* _Problem to solve_: Below are the entries; return every line among them that holds the word "rope".

* _Provided entries_:
---------------

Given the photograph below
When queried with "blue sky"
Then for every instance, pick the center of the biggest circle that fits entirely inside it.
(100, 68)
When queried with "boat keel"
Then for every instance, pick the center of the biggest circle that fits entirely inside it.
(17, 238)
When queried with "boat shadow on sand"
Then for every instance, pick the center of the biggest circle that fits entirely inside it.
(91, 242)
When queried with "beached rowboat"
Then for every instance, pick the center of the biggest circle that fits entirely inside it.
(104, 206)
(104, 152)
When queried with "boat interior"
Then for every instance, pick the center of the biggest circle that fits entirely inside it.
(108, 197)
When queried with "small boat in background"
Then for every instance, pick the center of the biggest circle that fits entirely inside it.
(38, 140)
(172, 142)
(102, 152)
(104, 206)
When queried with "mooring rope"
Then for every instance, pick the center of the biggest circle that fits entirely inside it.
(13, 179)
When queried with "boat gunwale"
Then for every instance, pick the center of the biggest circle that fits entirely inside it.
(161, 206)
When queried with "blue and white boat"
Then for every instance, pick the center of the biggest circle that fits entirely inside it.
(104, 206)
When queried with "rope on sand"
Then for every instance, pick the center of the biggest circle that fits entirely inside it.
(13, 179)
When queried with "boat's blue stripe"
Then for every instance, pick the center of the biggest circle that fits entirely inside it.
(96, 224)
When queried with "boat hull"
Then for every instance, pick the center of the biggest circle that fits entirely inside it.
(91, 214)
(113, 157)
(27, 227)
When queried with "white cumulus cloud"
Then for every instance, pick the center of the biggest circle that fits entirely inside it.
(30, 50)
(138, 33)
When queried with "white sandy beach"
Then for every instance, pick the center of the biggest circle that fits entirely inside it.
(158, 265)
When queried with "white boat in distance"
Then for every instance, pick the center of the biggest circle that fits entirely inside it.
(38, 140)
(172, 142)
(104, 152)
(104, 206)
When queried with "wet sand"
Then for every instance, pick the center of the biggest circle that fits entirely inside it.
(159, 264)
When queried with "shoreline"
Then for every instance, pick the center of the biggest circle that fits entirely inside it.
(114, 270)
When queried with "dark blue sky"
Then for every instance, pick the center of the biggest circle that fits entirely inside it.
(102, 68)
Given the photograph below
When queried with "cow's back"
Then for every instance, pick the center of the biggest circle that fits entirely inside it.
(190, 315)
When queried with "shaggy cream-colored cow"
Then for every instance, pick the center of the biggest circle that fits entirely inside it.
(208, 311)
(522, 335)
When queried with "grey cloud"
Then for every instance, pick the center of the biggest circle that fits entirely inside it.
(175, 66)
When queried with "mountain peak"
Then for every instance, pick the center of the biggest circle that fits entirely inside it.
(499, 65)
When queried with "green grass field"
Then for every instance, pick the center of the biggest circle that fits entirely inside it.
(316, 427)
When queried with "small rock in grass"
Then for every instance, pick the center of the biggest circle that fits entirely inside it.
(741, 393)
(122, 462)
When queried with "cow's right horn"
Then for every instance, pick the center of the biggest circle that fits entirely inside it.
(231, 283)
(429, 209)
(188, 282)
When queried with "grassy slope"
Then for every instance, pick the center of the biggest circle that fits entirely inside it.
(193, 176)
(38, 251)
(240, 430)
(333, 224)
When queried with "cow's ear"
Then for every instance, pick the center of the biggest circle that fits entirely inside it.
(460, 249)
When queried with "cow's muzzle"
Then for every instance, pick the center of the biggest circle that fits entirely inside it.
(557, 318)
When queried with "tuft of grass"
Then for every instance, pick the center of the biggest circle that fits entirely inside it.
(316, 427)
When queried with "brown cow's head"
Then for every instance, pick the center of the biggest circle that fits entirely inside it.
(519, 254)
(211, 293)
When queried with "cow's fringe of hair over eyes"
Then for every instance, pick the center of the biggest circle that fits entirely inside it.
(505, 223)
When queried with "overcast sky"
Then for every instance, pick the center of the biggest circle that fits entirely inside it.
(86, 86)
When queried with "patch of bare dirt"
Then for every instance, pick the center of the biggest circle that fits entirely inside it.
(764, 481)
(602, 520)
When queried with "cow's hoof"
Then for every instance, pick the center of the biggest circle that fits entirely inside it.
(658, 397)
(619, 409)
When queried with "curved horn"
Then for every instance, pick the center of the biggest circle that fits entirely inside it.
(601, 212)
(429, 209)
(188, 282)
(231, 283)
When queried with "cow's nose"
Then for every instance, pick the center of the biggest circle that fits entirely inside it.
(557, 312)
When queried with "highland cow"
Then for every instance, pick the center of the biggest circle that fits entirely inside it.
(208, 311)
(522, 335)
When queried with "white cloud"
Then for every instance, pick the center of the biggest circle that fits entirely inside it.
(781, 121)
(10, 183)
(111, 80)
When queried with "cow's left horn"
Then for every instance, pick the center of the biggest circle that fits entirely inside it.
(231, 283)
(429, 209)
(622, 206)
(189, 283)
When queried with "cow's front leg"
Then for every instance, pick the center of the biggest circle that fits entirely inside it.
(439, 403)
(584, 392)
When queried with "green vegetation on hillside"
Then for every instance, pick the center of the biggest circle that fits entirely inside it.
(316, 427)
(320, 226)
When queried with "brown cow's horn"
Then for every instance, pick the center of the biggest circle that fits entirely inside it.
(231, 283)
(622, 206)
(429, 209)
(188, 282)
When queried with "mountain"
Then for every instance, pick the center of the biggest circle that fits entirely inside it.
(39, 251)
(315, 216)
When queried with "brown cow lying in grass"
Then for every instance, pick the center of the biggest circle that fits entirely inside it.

---------------

* _Completed exercise_:
When queried with "mooring rope"
When queried with "rope on sand"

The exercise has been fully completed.